# [Given exercise 1]
Count the lines in the listing below that contain the string "stanchion", treating case as significant, and give only the number.
# start of Quoted passage
# Coursework 2 – Machine Learning  
## Image Classification
**Student Name:** Bakhtiyor Sohibnazarov   
**Student ID:** Z22590018   
**Module:** CMP-X303-0 – Machine Learning   
**Updated:** 15th November 2025  

## Project Overview
This coursework focuses on building and evaluating a neural network for image classification using the Intel Image dataset. The objective is to develop a supervised learning model capable of learning from labelled images and accurately predicting their categories. The notebook covers dataset preparation, model design, training, evaluation, and potential enhancements to improve performance and generalisation.


### Importing Libraries

For this image classification task, we need a few essential libraries. If they are not already installed in your environment, you can run the cell below to install them first.

**Required Packages:**  
- TensorFlow – for building and training the neural network
- NumPy – for numerical operations and array manipulation
- Matplotlib – for plotting graphs and visualizing results

In [2]:
# pip command to install above packages for our ML model to run.
# Please note TensorFlow will take around 650MB of Storage space. 
# Make sure you have sufficient storage before running this notebook

!pip -q install tensorflow numpy matplotlib kagglehub

In [3]:
# Import Required Libraries
import os
import shutil

# To download dataset if it does not exist
import kagglehub

# NumPy for numerical and array manipulation
import numpy as np

# Matplotlib for creating graphs
import matplotlib.pyplot as plt

# TensorFlow and Keras for building and training the neural network
import tensorflow as tf
from tensorflow.keras.models import Sequential
from tensorflow.keras.layers import Dense, Flatten, Conv2D, MaxPooling2D, Dropout
from tensorflow.keras.utils import to_categorical
from tensorflow.keras.preprocessing import image_dataset_from_directory


  from .autonotebook import tqdm as notebook_tqdm
2025-11-22 16:57:38.104857: I external/local_xla/xla/tsl/cuda/cudart_stub.cc:31] Could not find cuda drivers on your machine, GPU will not be used.
2025-11-22 16:57:39.446335: I tensorflow/core/platform/cpu_feature_guard.cc:210] This TensorFlow binary is optimized to use available CPU instructions in performance-critical operations.
To enable the following instructions: AVX2 FMA, in other operations, rebuild TensorFlow with the appropriate compiler flags.
# end of Quoted passage
# start of Provided material
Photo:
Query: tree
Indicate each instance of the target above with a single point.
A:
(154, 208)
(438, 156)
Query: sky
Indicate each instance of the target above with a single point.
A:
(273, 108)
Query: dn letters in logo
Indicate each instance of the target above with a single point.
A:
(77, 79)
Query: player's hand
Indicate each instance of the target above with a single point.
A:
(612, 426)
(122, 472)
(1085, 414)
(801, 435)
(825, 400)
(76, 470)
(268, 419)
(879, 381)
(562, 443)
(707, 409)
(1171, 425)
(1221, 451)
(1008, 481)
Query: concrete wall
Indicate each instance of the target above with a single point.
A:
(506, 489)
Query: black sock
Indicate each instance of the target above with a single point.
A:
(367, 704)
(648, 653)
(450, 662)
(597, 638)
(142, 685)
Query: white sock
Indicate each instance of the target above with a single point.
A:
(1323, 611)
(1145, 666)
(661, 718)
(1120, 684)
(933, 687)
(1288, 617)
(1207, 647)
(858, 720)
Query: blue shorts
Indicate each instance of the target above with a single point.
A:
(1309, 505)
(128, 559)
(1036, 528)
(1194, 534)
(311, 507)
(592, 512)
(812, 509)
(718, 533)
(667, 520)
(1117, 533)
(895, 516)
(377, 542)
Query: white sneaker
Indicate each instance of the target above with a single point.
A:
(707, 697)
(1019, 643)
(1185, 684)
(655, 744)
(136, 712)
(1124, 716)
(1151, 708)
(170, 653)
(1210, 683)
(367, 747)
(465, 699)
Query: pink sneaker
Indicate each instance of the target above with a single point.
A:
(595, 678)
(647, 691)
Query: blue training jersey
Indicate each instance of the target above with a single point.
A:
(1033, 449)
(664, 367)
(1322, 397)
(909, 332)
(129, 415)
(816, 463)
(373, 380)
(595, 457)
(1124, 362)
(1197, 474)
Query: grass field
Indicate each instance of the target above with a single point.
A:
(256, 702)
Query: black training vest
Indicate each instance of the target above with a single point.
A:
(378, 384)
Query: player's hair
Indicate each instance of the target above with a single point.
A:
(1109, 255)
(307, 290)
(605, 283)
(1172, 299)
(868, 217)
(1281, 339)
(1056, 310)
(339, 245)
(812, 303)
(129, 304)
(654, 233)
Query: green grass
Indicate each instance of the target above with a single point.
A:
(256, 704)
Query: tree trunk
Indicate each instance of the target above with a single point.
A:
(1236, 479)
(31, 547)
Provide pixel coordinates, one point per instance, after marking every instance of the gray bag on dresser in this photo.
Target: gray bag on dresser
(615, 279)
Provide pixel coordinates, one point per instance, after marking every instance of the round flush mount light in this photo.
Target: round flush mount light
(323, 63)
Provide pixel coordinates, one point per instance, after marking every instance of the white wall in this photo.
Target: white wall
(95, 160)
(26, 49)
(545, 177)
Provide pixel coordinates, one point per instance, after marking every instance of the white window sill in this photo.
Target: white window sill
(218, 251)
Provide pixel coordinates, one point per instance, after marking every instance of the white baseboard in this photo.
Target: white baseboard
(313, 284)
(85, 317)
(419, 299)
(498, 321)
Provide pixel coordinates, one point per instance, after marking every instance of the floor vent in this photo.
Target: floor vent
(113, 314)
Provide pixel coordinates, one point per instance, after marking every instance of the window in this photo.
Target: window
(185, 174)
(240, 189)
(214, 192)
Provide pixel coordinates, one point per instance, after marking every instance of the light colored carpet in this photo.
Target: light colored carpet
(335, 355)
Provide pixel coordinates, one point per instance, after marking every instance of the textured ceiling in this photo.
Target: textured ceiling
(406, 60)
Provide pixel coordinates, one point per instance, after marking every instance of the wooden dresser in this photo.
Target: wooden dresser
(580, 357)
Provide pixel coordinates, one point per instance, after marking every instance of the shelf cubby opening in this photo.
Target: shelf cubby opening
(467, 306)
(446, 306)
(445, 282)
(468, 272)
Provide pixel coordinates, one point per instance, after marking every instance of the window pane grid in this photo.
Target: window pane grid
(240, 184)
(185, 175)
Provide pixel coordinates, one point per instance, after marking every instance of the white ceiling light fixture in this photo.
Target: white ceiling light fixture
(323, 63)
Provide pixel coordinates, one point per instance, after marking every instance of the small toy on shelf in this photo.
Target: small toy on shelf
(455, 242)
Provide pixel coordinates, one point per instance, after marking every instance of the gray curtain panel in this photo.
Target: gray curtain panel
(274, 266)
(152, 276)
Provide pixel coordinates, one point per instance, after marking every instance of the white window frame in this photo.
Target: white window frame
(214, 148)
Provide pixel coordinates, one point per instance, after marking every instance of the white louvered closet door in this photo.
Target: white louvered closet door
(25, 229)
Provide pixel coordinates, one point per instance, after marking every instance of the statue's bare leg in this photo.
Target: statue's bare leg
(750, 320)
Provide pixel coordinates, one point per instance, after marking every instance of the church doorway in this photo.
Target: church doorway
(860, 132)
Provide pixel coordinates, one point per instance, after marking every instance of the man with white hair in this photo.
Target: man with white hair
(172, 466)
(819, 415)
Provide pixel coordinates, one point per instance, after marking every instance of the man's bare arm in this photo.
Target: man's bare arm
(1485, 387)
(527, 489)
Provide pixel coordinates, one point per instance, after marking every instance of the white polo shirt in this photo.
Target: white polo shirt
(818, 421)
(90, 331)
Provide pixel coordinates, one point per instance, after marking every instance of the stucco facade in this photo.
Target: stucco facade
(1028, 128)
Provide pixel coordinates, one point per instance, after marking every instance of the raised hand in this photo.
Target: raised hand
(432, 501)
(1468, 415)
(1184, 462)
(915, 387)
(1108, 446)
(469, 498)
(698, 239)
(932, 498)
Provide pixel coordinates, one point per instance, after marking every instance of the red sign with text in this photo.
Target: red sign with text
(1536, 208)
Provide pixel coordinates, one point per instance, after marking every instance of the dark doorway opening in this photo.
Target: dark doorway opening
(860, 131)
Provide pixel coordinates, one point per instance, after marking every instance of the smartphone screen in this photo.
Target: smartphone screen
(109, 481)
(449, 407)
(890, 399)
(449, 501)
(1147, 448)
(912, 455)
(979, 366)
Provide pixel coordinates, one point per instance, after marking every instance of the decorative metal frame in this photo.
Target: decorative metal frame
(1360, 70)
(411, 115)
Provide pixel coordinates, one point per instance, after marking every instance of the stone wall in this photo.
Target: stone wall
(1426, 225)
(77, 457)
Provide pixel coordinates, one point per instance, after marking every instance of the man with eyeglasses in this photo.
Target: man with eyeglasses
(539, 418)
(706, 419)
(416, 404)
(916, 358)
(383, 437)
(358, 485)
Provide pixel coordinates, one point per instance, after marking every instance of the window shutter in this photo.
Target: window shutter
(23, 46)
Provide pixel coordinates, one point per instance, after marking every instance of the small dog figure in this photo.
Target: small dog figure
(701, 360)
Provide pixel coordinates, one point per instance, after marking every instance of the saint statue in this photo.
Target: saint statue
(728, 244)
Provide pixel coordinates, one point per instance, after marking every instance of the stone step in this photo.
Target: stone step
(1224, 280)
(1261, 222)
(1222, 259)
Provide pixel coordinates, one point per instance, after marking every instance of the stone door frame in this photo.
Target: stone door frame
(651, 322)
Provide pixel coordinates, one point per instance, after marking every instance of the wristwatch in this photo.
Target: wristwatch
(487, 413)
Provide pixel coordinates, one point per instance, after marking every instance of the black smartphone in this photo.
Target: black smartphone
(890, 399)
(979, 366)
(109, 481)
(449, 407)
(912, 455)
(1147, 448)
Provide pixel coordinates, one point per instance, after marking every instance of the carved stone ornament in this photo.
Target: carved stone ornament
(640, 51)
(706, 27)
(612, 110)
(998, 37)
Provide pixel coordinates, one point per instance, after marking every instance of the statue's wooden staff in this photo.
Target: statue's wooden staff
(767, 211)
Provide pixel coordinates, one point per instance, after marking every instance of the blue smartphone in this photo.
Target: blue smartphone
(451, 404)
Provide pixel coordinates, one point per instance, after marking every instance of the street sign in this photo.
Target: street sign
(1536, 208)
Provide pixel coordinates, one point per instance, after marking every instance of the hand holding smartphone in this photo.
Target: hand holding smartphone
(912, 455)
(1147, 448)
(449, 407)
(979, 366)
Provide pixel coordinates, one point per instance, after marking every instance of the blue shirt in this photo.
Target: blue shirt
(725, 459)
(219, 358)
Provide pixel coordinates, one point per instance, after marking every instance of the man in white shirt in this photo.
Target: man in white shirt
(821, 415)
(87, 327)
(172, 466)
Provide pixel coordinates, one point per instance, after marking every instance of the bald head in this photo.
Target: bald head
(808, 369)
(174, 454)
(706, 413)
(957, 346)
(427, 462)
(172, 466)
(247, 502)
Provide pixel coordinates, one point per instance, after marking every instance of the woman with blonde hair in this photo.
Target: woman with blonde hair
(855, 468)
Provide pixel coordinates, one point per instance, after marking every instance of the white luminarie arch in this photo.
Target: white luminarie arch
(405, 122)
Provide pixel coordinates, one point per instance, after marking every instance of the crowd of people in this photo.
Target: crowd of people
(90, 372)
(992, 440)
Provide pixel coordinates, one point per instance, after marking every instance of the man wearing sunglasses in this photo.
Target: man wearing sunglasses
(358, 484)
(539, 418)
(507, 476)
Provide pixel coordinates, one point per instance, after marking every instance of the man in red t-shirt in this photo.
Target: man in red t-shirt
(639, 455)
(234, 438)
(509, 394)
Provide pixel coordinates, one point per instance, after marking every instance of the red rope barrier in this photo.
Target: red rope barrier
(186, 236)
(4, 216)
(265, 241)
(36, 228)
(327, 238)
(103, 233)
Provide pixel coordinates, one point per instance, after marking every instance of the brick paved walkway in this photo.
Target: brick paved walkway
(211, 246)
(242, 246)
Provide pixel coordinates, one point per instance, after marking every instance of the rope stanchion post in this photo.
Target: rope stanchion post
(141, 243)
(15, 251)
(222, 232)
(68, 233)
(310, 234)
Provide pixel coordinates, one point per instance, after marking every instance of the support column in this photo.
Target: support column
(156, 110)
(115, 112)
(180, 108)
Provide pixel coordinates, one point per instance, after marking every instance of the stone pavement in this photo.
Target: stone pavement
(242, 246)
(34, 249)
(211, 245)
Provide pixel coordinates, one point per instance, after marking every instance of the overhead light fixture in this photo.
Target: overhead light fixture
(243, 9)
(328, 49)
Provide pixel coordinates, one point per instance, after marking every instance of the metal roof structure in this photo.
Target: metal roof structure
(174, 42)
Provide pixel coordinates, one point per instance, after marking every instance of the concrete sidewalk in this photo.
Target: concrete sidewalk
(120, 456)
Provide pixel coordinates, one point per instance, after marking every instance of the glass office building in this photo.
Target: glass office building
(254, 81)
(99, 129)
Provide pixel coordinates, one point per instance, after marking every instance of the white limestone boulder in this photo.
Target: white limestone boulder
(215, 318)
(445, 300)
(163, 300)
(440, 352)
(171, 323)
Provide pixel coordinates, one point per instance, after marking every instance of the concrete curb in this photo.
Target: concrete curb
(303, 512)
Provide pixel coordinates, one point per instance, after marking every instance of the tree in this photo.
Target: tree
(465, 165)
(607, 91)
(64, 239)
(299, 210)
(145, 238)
# end of Provided material
# [Given exercise 2]
According to the image classification coursework above, about how much storage space will TensorFlow take?

# [Task answer 1]
2

# [Task answer 2]
Around 650MB.